Supplied information:
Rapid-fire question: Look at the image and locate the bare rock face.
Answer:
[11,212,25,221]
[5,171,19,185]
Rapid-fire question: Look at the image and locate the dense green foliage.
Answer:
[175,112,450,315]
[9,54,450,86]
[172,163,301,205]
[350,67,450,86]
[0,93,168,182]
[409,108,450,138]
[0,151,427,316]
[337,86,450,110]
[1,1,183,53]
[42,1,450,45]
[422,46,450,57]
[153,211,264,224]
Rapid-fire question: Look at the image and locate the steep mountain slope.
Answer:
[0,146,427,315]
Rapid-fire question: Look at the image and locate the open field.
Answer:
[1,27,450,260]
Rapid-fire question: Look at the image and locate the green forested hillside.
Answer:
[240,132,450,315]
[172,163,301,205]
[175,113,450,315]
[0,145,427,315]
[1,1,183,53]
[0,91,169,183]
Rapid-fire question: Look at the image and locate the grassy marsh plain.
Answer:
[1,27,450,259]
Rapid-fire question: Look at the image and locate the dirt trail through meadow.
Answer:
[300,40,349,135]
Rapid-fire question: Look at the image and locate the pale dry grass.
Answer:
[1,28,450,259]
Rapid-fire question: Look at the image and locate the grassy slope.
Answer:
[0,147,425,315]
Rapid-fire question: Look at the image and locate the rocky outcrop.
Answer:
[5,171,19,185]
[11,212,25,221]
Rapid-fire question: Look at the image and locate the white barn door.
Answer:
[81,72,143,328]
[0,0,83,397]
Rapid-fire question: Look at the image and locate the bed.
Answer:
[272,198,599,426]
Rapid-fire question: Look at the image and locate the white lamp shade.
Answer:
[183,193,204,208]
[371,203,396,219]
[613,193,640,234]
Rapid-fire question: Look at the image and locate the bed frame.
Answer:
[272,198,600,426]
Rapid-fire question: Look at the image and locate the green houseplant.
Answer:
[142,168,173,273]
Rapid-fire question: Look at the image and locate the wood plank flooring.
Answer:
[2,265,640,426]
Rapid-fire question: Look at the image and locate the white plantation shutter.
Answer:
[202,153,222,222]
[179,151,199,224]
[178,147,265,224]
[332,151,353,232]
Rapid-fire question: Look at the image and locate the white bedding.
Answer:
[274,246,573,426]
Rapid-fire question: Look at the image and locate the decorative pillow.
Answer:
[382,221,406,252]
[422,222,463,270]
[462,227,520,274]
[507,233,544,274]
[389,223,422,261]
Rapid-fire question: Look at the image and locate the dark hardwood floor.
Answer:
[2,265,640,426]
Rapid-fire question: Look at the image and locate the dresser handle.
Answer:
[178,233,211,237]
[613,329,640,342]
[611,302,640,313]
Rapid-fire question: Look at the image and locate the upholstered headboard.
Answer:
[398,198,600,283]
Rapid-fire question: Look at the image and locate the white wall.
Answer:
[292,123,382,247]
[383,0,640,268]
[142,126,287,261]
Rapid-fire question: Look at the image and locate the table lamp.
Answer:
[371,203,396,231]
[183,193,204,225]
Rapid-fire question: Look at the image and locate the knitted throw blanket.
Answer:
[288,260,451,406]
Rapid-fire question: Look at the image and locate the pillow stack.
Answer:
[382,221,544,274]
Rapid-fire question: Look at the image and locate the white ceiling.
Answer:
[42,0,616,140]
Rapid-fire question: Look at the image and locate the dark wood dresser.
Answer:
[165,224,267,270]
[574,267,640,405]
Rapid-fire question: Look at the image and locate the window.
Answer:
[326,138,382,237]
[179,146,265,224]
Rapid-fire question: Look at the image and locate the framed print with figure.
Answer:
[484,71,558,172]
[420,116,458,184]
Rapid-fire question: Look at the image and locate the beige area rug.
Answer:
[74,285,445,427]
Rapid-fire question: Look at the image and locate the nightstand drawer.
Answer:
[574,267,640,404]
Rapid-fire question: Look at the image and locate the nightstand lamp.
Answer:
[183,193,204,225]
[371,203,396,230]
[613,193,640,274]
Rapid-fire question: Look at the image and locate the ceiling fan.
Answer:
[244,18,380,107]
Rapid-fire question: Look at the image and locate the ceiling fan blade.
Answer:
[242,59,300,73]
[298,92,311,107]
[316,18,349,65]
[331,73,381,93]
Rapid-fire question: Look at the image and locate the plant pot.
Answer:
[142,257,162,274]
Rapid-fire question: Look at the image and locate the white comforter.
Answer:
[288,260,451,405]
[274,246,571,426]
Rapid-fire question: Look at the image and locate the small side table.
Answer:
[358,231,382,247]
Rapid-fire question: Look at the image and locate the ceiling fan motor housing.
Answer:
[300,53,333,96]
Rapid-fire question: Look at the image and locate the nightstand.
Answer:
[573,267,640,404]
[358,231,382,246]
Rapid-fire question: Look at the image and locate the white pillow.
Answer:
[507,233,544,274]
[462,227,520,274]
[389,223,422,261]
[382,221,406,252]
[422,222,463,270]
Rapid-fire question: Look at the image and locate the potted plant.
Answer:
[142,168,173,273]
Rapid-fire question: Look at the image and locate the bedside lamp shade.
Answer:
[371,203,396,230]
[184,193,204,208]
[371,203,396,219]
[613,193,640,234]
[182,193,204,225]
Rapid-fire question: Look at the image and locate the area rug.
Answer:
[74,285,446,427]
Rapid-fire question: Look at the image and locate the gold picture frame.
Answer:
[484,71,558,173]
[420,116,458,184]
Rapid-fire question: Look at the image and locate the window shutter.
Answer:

Directive: Reproduce all of the items above, replacing "locate" with "point out" throughout and leaving everything else as it is.

Answer to this problem:
Rapid-fire question: Look at the image and point out the bare rock face.
Answer:
[11,212,25,221]
[5,171,19,185]
Rapid-fire question: Look at the image and point out the dense green foliage.
Answer:
[175,112,450,315]
[9,54,450,86]
[172,163,301,205]
[350,67,450,86]
[0,93,168,182]
[409,108,450,138]
[0,151,427,316]
[337,86,450,110]
[1,1,183,53]
[42,1,450,45]
[422,46,450,57]
[153,211,264,224]
Rapid-fire question: Look at the image and point out the steep mountain slope.
Answer:
[0,146,427,315]
Rapid-fire question: Look at the image and point out the open field.
Answer:
[1,27,450,260]
Rapid-fire question: Look at the image and point out the green forested hillside.
Answer:
[240,132,450,315]
[172,163,301,205]
[175,113,450,315]
[0,145,427,315]
[1,1,183,53]
[0,91,169,183]
Rapid-fire question: Look at the image and point out the grassy marsh plain.
Answer:
[1,27,450,259]
Rapid-fire question: Look at the image and point out the dirt trail through meadow.
Answer:
[300,40,349,135]
Rapid-fire question: Look at the image and point out the pale dry grass.
Answer:
[1,28,450,259]
Rapid-fire question: Look at the image and point out the grassy slope.
Answer:
[0,147,425,315]
Rapid-fire question: Look at the image and point out the rocky outcrop.
Answer:
[5,171,19,185]
[11,212,25,221]
Rapid-fire question: Look at the image and point out the white barn door.
Answer:
[81,72,143,328]
[0,0,83,397]
Rapid-fire question: Look at the image and point out the bed.
Answer:
[272,198,599,426]
Rapid-fire question: Look at the image and point out the white lamp shade.
Answer:
[183,193,204,208]
[371,203,396,219]
[613,193,640,234]
Rapid-fire question: Look at the image and point out the bed frame.
Answer:
[272,198,600,426]
Rapid-fire question: Look at the image and point out the green houseplant.
Answer:
[142,168,173,273]
Rapid-fire question: Look at the image and point out the wood plank flooring.
Answer:
[2,265,640,426]
Rapid-fire question: Look at the image and point out the white plantation shutter.
Answer:
[202,153,222,222]
[179,151,199,224]
[178,147,265,224]
[332,151,353,232]
Rapid-fire question: Look at the image and point out the white bedding.
Answer:
[274,246,573,426]
Rapid-fire question: Look at the image and point out the decorative pillow.
Answer:
[382,221,406,252]
[422,222,463,270]
[462,227,520,274]
[507,233,544,274]
[389,223,422,261]
Rapid-fire question: Look at the image and point out the dark hardwood floor.
Answer:
[2,265,640,426]
Rapid-fire question: Look at the image and point out the dresser handle.
Answer:
[178,233,211,237]
[613,329,640,342]
[611,302,640,313]
Rapid-fire question: Look at the image and point out the upholstered headboard.
Answer:
[398,198,600,283]
Rapid-fire question: Look at the image and point out the white wall.
Answer:
[292,123,382,247]
[383,0,640,268]
[142,126,287,261]
Rapid-fire question: Look at the image and point out the table lamp.
Answer:
[371,203,396,231]
[183,193,204,225]
Rapid-fire question: Look at the image and point out the knitted throw blanket.
Answer:
[288,260,451,406]
Rapid-fire question: Look at the image and point out the pillow stack.
Answer:
[382,221,544,274]
Rapid-fire question: Look at the image and point out the white ceiling.
Answer:
[42,0,616,140]
Rapid-fire question: Look at the image and point out the dark wood dresser.
Answer:
[165,224,267,270]
[574,267,640,405]
Rapid-fire question: Look at the image and point out the window.
Answer:
[326,138,382,237]
[179,146,265,224]
Rapid-fire question: Look at the image and point out the framed print with figure.
Answer:
[484,71,558,172]
[420,116,458,184]
Rapid-fire question: Look at the image and point out the beige area rug.
Answer:
[74,285,445,427]
Rapid-fire question: Look at the image and point out the nightstand drawer.
Answer:
[574,267,640,404]
Rapid-fire question: Look at the image and point out the nightstand lamp.
Answer:
[183,193,204,225]
[371,203,396,230]
[613,193,640,274]
Rapid-fire question: Look at the image and point out the ceiling fan.
Answer:
[244,18,380,107]
Rapid-fire question: Look at the image and point out the ceiling fan blade.
Answer:
[242,59,300,73]
[298,92,311,107]
[316,18,349,65]
[331,73,381,93]
Rapid-fire question: Look at the image and point out the plant pot.
Answer:
[142,257,162,274]
Rapid-fire question: Look at the image and point out the white comforter.
Answer:
[288,260,451,405]
[274,246,571,426]
Rapid-fire question: Look at the image and point out the small side table.
Answer:
[358,231,382,247]
Rapid-fire question: Look at the image and point out the ceiling fan motor housing.
Answer:
[300,53,333,96]
Rapid-fire question: Look at the image and point out the nightstand.
Answer:
[573,267,640,404]
[358,231,382,246]
Rapid-fire question: Look at the image and point out the white pillow.
Answer:
[507,233,544,274]
[462,227,520,274]
[389,223,422,261]
[382,221,406,252]
[422,222,463,270]
Rapid-fire question: Look at the image and point out the potted plant.
Answer:
[142,168,173,273]
Rapid-fire question: Look at the image and point out the bedside lamp shade.
Answer:
[371,203,396,230]
[184,193,204,208]
[371,203,396,219]
[613,193,640,234]
[182,193,204,225]
Rapid-fire question: Look at the image and point out the area rug.
Answer:
[74,285,446,427]
Rapid-fire question: Look at the image and point out the gold picture frame.
Answer:
[484,71,558,173]
[420,116,458,184]
Rapid-fire question: Look at the image and point out the window shutter.
Answer:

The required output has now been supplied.